* **Description of the task**: The entries below must be reproduced exactly; their pictures are not part of the copy.

* **Source information**:
== Segment start ==

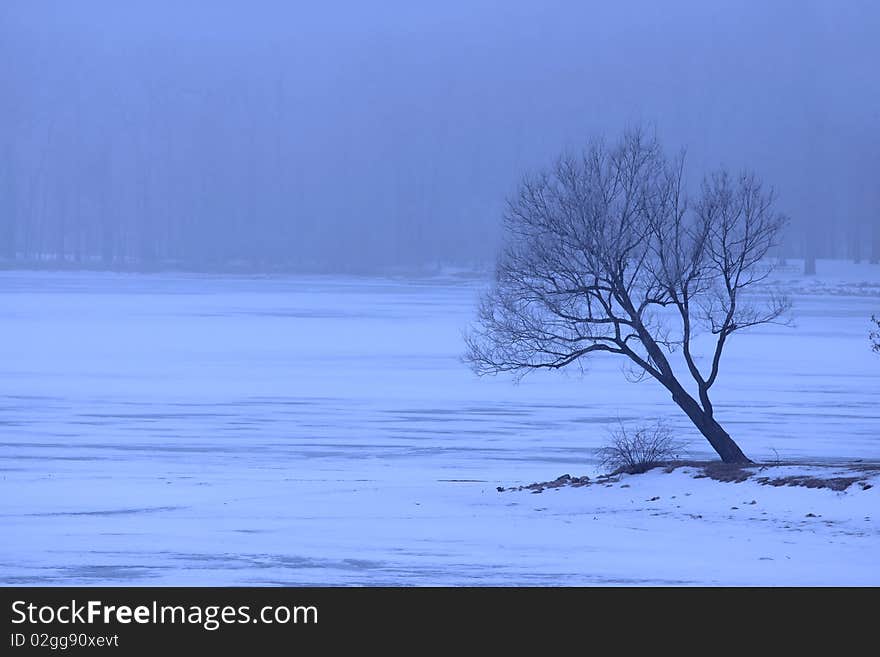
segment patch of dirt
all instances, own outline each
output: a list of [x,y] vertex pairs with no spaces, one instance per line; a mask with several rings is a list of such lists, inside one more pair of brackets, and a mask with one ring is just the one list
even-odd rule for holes
[[[818,474],[786,475],[782,477],[758,476],[764,472],[772,473],[775,467],[805,466],[811,468],[828,468],[831,476],[823,477]],[[725,483],[741,483],[752,479],[762,486],[803,486],[804,488],[828,488],[835,491],[843,491],[858,484],[862,490],[872,488],[867,478],[880,474],[880,464],[853,463],[846,465],[817,464],[817,463],[755,463],[751,465],[737,465],[722,463],[720,461],[699,462],[683,461],[671,463],[666,471],[672,472],[680,467],[693,467],[699,472],[694,475],[695,479],[708,477],[715,481]],[[840,470],[849,470],[852,476],[840,476]]]
[[[769,476],[775,467],[805,466],[811,468],[828,468],[831,476],[823,477],[817,474],[805,475],[786,475],[780,477]],[[828,488],[834,491],[844,491],[853,484],[858,484],[861,490],[873,488],[873,484],[867,481],[874,475],[880,475],[880,464],[875,463],[847,463],[845,465],[828,464],[828,463],[754,463],[747,465],[737,465],[731,463],[722,463],[721,461],[674,461],[670,463],[658,463],[644,470],[648,472],[655,468],[663,468],[667,473],[674,472],[678,468],[693,468],[697,472],[693,475],[694,479],[713,479],[724,483],[742,483],[749,479],[761,484],[762,486],[803,486],[805,488]],[[841,470],[848,470],[852,476],[840,476]],[[636,475],[642,472],[624,472],[617,470],[610,474],[600,475],[595,479],[589,477],[572,477],[564,474],[552,481],[535,482],[525,486],[511,486],[506,488],[498,486],[496,490],[499,493],[510,491],[531,491],[532,493],[543,493],[547,489],[563,488],[570,486],[572,488],[580,488],[583,486],[591,486],[594,484],[610,486],[618,483],[620,477],[624,474]],[[767,474],[764,474],[767,473]],[[623,484],[629,487],[629,484]],[[754,504],[754,502],[751,502]]]
[[694,475],[694,479],[703,479],[708,477],[715,481],[723,481],[725,483],[739,484],[749,479],[754,472],[749,470],[749,466],[737,465],[735,463],[722,463],[721,461],[710,461],[708,463],[683,463],[673,464],[667,467],[667,472],[672,472],[676,468],[689,465],[700,470],[700,474]]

== Segment end ==

* **Answer to this problem**:
segment patch of dirt
all instances, own outline each
output: a list of [x,y] vertex pairs with no spaces, one instance per line; a mask with several rings is a list of such lists, inside one more pair of brackets, and a mask with one ring is just the one list
even-odd rule for holes
[[[818,474],[786,475],[782,477],[758,476],[764,472],[772,473],[775,467],[805,466],[811,468],[828,468],[831,476],[823,477]],[[725,483],[741,483],[752,479],[762,486],[803,486],[804,488],[828,488],[835,491],[843,491],[858,484],[862,490],[872,488],[867,478],[880,474],[880,464],[853,463],[846,465],[817,464],[817,463],[755,463],[751,465],[737,465],[722,463],[720,461],[699,462],[683,461],[671,463],[666,471],[672,472],[680,467],[693,467],[699,472],[694,475],[695,479],[708,477],[715,481]],[[840,470],[849,470],[852,476],[840,476]]]
[[[769,476],[775,467],[805,466],[811,468],[828,468],[831,476],[823,477],[817,474],[805,475],[786,475],[780,477]],[[828,488],[834,491],[844,491],[853,484],[858,484],[861,490],[873,488],[873,484],[867,481],[874,475],[880,475],[880,464],[875,463],[847,463],[845,465],[828,464],[828,463],[754,463],[747,465],[737,465],[731,463],[722,463],[721,461],[674,461],[670,463],[658,463],[644,470],[648,472],[655,468],[663,468],[667,473],[674,472],[678,468],[693,468],[697,472],[693,475],[694,479],[713,479],[724,483],[742,483],[749,479],[761,484],[762,486],[803,486],[805,488]],[[841,470],[848,470],[852,476],[840,476]],[[636,475],[642,472],[624,472],[617,470],[610,474],[600,475],[595,479],[589,477],[572,477],[564,474],[552,481],[535,482],[525,486],[511,486],[506,488],[498,486],[496,490],[499,493],[510,491],[531,491],[532,493],[543,493],[547,489],[563,488],[570,486],[572,488],[580,488],[583,486],[591,486],[594,484],[610,486],[618,483],[620,477],[624,474]],[[767,474],[764,474],[767,473]],[[623,484],[629,487],[629,484]],[[754,504],[754,502],[751,502]]]
[[694,475],[694,479],[703,479],[708,477],[715,481],[723,481],[725,483],[739,484],[749,479],[754,472],[749,470],[749,466],[737,465],[735,463],[722,463],[721,461],[710,461],[708,463],[683,463],[673,464],[667,467],[667,472],[672,472],[676,468],[689,465],[700,470],[700,474]]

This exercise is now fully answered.